*Instructions to follow*:
From the entries below, copy every line holding the word "notebook".
** Opening Extracted records block **
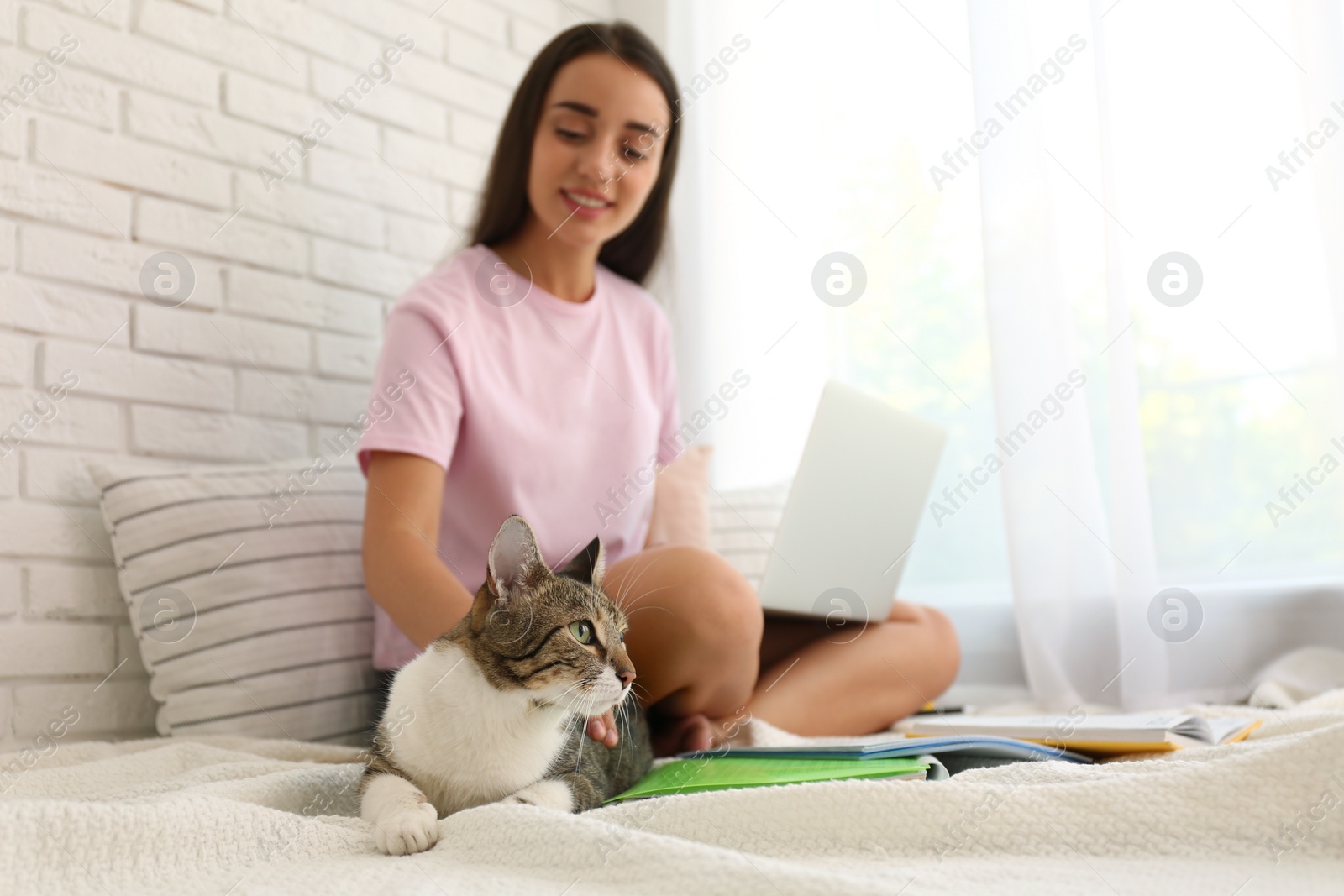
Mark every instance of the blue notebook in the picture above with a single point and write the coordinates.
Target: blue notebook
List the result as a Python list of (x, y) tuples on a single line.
[(981, 746)]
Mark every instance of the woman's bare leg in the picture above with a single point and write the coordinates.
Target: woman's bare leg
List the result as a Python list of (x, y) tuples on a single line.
[(855, 679), (696, 631), (705, 651)]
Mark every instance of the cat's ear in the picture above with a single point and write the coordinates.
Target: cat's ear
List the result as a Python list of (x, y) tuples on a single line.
[(515, 562), (588, 564)]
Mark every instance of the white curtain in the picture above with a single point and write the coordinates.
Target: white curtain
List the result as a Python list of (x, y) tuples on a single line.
[(1146, 129)]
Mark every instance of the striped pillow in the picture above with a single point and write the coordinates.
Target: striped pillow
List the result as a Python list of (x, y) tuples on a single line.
[(743, 526), (246, 594)]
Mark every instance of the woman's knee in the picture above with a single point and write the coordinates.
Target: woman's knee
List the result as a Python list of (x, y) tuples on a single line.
[(727, 613), (944, 654), (725, 624)]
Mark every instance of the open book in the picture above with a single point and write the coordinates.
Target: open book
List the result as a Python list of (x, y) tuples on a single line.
[(1104, 735), (723, 773)]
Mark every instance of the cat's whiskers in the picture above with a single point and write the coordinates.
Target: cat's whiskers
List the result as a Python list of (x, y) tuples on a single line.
[(573, 687), (649, 607), (631, 609), (627, 587)]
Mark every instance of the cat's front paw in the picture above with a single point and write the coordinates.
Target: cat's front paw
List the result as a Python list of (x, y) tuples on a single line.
[(412, 829), (548, 793)]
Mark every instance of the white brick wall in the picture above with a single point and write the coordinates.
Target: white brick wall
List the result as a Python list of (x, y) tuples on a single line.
[(150, 140)]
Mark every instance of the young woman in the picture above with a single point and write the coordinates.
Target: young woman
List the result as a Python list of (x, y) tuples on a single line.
[(533, 374)]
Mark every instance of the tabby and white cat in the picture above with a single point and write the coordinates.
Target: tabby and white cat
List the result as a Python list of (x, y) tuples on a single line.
[(496, 710)]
** Closing Extracted records block **
*Task response*:
Mark every instance of the blue notebook in the picture above with a single point and write the coordinates.
Target: blue notebook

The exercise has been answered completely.